Bamboos can also tolerate extreme conditions that most plants can’t. Some species can grow from sea level to up to 4000 m in the Andes and Himalayas withstanding temperatures well below -20°C.
4. How Many Bamboo Species are There?
The Bambusoideae subfamily consists of both woody and herbaceous bamboos with a total of 1,575 identified species in 111 different genera.
About 100 species are used commercially, of which 20 are identified as priority species for those wishing to start bamboo plantation. Apart from those commercially important species, many attractive ornamental bamboos are grown in nurseries for landscaping purposes.
5. How Fast does Bamboo Grow?
Bamboo comprises of many different species which all have unique growth rates and characteristics. Saying that bamboo grows 1 meter a day is misleading as not all bamboo species grow that fast. Therefore, one should always specify the species.

| Directions for this task |
Please extend the bamboo passage above with a few more sentences, starting right after its last line.

| Extracted information |
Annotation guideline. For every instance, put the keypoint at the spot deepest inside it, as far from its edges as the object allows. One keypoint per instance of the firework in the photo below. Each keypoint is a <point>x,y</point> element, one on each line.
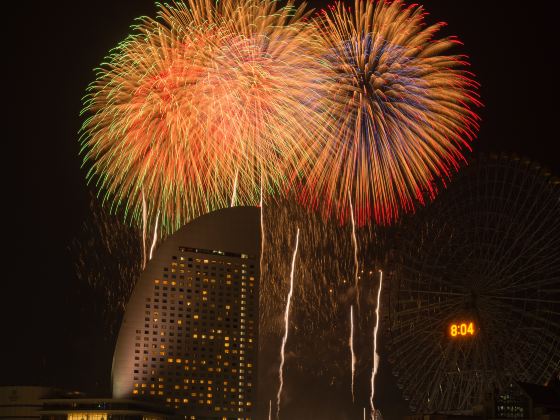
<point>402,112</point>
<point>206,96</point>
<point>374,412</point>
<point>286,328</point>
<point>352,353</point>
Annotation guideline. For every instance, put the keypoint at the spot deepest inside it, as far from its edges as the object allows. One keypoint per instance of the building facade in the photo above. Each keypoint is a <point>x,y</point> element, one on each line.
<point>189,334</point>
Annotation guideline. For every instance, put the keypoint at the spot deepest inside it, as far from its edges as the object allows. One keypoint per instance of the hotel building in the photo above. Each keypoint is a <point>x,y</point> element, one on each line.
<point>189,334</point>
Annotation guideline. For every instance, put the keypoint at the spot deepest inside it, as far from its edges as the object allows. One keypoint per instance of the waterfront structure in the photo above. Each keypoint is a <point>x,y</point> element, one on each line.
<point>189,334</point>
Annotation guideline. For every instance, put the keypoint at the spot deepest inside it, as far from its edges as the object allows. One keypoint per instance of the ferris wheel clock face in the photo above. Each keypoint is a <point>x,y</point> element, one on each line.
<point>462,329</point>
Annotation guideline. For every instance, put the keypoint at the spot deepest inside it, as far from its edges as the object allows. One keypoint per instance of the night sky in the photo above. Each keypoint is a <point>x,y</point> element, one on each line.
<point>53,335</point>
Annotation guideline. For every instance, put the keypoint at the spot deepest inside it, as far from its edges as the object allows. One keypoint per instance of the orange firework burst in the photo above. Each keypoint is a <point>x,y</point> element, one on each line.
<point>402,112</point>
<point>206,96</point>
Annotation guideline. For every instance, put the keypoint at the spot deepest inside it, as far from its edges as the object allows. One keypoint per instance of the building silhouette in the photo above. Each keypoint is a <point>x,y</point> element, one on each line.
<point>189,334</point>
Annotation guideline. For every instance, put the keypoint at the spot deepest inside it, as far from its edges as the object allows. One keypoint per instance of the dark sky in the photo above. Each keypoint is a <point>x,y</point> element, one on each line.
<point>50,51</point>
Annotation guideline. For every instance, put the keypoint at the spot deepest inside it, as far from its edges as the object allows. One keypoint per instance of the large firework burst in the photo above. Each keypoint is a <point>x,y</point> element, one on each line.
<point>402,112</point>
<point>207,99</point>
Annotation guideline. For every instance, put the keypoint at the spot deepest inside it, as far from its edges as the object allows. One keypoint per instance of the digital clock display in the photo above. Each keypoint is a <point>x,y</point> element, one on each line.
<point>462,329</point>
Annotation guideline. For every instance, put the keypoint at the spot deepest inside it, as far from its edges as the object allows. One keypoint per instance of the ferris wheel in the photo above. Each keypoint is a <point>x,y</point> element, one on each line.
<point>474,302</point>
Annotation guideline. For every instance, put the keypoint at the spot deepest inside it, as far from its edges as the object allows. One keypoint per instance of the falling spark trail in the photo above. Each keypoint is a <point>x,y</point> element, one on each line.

| Answer section |
Having said that, Guinness World Records states that the world record for the fastest growing plant on earth belongs to a certain bamboo species that grows up to 91 cm (35”) per day, which is almost 4 cm (1.5”) and hour, or at a speed of 0.00003 km/h (0.00002 mph).
These growth rates can be established in shooting season, and when optimal soil and climate conditions are present. The time-lapse video below for example, also mentions a growth rate of up to 1 meter a day for the Chinese Moso Bamboo (Phyllostachys edulis). Another bamboo species which has been reported to have incredible fast growth rates is Madake bamboo (Phyllostachys bambusoides).
6. How Tall does Bamboo Grow?
Herbaceous bamboos are usually small and resemble grass and are only a few centimiters tall, while woody bamboos (depending on the species) can grow up to 30 m tall and 20 cm in diameter, hence the reason they are often confused for being “trees”. The bamboo species Dendrocalamus sinicus is considered the largest bamboo in the world reaching 40 m in height and 30 cm in diameter.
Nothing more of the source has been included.